Microsoft has introduced its Microsoft 365 Copilot chatbot, which uses generative artificial intelligence (AI) technology based on GPT-4, a large language model (LLM) created by OpenAI, to automate various tasks in multiple Microsoft office apps. The company is currently testing Microsoft 365 Copilot with 20 customers, including eight Fortune 500 enterprises, in order to “get feedback and improve our product as we scale.”
Microsoft has integrated the GPT-4 and ChatGPT functionality with Word, Excel, Teams, PowerPoint, Outlook, Power Platform, Viva, and other apps to enable users to pull data together to create everything from marketing campaigns and business proposals to slide presentations. Copilot combines a large language model (LLM) with the 365 suite and the user data contained therein. Through the use of a chatbot interface and natural language processing, users can ask questions of Copilot and receive human-like responses, summarize online chats, and generate business products.
Copilot in Word, for example, can jump-start the creative process by giving a user a first draft to edit and iterate on — saving hours in writing, sourcing, and editing time, Microsoft said in a blog post. Microsoft CEO Satya Nadella said the new 365 Copilot chatbot will “radically transform how computers help us think, plan and act.
Microsoft claims Copilot is more than OpenAI’s ChatGPT embedded into Microsoft 365. Officials referred to it as a “sophisticated processing and orchestration engine” that combines the power of LLMs, “including GPT-4,” with the Microsoft 365 apps and a user’s business data in the Microsoft Graph, which is now accessible to everyone through natural language. (Microsoft Graph is the company’s API developer platform that connects multiple services and devices.)

◆ Your instructions
According to the Microsoft 365 Copilot article, how many customers is Microsoft currently testing the product with? The entries that follow have no connection to the Microsoft 365 Copilot article.

(Saved entries)
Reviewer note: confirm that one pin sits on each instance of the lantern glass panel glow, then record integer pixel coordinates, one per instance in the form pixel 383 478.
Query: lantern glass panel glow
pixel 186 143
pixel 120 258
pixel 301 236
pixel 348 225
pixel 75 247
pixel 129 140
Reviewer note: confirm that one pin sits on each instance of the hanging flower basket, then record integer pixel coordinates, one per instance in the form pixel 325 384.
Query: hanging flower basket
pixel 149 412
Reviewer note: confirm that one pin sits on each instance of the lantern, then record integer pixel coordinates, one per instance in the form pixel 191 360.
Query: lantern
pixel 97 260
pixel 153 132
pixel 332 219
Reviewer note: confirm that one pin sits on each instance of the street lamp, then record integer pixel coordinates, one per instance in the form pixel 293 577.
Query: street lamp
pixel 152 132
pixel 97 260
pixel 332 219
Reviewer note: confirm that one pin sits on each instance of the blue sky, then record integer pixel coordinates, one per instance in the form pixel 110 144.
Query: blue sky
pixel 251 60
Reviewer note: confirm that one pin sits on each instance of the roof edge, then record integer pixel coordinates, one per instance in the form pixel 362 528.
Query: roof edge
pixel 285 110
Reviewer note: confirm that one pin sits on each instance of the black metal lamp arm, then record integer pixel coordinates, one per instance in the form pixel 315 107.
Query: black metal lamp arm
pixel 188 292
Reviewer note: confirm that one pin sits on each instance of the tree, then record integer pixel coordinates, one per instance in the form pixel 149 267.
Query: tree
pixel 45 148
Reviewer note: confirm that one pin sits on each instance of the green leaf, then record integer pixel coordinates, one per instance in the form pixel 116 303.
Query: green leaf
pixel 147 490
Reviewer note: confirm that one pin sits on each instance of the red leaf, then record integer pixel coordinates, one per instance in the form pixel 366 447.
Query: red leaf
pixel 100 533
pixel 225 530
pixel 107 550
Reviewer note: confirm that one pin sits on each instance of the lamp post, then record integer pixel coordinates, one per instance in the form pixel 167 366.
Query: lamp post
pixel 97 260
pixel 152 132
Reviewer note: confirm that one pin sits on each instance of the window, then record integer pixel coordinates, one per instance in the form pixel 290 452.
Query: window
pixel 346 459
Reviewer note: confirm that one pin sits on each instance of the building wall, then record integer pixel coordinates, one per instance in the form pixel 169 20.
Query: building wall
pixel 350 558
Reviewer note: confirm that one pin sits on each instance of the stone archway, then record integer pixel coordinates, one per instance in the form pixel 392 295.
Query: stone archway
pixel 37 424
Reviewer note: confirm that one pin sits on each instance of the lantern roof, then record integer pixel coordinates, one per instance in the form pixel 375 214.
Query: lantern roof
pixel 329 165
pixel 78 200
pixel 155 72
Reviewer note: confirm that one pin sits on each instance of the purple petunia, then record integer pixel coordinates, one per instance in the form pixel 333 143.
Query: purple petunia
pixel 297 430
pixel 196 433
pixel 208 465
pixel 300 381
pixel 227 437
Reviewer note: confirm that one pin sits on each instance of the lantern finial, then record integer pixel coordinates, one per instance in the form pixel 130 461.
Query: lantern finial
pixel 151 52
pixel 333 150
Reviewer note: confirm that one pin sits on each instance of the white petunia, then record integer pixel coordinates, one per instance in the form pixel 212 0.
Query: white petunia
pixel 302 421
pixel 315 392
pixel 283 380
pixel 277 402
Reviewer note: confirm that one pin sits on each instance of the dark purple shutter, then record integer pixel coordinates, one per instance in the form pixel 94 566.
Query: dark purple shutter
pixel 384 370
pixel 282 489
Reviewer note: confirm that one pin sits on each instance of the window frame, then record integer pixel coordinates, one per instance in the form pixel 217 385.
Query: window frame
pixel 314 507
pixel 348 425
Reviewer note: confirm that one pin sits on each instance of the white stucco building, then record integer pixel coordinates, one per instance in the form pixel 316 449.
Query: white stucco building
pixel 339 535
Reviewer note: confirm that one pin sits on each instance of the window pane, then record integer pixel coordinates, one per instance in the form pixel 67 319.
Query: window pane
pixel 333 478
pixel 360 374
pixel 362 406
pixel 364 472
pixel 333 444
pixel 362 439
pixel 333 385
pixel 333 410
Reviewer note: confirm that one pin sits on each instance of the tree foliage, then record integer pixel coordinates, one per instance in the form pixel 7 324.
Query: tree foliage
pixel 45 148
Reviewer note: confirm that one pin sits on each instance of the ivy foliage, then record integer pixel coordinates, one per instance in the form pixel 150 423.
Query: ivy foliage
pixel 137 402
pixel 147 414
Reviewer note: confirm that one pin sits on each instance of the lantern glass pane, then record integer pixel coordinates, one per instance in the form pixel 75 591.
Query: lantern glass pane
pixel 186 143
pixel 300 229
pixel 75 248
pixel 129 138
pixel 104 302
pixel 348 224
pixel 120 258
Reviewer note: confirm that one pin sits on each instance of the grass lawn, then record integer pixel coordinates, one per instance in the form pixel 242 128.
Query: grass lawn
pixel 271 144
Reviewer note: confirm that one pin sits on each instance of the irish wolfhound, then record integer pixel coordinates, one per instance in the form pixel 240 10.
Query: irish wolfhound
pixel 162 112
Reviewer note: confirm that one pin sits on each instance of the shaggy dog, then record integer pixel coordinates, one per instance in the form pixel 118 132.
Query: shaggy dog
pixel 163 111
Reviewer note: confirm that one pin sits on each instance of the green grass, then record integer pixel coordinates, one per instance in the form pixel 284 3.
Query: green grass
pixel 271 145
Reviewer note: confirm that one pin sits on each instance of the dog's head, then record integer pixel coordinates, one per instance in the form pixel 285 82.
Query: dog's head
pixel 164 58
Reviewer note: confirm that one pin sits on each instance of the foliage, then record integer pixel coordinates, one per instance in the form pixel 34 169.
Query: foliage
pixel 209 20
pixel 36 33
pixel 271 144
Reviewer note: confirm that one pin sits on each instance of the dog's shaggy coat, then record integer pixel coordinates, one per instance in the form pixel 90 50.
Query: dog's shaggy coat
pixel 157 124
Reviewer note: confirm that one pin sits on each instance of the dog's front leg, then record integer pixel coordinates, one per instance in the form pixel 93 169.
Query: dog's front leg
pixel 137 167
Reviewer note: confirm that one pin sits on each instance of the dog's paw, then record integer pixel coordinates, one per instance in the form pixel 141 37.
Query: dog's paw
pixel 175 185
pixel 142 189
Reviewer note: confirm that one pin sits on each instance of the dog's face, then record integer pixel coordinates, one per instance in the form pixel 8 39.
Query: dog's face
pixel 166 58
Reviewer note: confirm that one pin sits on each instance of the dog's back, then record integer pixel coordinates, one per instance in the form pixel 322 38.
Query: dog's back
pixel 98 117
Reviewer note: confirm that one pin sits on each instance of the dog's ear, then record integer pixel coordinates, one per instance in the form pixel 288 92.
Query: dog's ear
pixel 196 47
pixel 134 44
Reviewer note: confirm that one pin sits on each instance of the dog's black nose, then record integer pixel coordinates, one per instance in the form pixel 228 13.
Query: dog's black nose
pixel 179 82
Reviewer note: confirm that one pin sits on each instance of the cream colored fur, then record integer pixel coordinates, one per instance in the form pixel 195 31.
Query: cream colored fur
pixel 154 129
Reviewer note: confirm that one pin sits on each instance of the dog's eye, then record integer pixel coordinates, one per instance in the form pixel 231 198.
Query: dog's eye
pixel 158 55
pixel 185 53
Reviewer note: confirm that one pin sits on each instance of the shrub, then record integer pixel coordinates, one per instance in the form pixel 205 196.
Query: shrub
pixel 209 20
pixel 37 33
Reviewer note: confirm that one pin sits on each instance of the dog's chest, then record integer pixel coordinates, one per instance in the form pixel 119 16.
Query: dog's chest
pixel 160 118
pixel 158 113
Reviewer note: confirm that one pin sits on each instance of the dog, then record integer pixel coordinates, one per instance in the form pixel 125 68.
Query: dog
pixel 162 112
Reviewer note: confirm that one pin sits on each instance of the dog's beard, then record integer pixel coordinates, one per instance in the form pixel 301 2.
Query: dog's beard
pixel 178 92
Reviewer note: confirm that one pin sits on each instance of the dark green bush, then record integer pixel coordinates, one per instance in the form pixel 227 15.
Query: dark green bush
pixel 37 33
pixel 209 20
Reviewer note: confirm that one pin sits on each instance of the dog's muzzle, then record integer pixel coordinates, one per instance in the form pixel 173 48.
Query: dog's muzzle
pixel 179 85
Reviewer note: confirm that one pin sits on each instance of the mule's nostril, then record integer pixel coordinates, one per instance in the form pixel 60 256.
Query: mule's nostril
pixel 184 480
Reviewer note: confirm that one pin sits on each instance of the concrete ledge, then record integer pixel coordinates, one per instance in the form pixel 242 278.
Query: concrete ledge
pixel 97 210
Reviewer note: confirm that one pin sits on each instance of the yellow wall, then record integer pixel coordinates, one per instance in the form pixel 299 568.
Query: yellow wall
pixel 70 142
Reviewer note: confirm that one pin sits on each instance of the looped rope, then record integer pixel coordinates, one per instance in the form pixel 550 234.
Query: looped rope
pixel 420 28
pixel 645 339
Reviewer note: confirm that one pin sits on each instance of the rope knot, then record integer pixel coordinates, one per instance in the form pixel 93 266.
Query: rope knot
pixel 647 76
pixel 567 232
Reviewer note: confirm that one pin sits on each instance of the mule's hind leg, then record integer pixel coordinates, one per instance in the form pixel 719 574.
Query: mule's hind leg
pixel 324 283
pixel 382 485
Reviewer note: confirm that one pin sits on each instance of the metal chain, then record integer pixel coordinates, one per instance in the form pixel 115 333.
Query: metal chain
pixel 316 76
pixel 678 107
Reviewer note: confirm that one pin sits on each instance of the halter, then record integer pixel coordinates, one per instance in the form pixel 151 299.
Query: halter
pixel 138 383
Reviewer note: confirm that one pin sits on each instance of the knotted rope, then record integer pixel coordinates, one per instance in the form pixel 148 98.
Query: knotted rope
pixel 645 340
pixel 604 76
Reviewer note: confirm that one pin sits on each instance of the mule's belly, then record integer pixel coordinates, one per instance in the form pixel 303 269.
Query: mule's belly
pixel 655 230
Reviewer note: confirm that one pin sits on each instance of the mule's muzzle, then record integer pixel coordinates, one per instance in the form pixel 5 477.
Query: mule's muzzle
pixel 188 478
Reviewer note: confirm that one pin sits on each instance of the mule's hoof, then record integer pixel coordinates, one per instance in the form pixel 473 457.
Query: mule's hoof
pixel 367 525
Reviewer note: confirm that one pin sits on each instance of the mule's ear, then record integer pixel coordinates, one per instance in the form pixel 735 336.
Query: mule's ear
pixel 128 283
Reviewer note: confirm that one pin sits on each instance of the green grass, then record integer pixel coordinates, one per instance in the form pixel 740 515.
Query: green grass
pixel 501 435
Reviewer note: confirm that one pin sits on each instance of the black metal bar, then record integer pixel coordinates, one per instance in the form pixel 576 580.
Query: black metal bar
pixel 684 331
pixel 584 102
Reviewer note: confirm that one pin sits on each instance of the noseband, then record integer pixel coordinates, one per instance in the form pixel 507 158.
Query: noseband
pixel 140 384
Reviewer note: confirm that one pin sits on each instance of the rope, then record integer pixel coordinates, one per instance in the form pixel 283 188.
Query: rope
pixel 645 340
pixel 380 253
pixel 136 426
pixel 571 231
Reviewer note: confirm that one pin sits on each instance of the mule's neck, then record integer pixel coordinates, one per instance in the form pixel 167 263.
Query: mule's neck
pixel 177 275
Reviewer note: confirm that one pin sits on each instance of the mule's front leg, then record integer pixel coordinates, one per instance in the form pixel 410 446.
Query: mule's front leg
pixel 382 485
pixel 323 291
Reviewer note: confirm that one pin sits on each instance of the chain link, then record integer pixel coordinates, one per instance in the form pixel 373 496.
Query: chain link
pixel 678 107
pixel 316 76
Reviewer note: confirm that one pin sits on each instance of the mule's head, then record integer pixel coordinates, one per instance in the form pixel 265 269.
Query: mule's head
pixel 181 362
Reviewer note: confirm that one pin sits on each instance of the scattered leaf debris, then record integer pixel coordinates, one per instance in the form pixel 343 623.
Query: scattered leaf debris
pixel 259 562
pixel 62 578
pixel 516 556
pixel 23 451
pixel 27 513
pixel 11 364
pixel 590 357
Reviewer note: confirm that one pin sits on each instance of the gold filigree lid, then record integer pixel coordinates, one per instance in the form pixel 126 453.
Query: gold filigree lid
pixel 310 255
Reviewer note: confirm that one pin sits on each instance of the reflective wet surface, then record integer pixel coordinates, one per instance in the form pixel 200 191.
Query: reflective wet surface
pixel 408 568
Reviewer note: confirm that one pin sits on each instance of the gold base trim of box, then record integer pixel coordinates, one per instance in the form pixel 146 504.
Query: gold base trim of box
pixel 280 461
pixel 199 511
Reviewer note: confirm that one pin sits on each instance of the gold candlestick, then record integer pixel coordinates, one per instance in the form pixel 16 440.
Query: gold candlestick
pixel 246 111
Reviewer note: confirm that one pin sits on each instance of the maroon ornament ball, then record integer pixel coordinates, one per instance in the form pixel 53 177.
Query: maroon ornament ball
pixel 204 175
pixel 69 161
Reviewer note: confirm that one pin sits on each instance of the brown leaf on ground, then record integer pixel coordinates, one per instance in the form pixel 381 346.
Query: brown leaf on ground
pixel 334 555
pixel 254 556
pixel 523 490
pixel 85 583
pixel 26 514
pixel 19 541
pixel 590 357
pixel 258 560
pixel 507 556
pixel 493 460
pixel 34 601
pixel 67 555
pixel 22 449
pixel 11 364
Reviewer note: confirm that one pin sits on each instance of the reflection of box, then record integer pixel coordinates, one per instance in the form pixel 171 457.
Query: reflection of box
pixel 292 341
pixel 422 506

◆ Result of the task
20 customers, including eight Fortune 500 enterprises.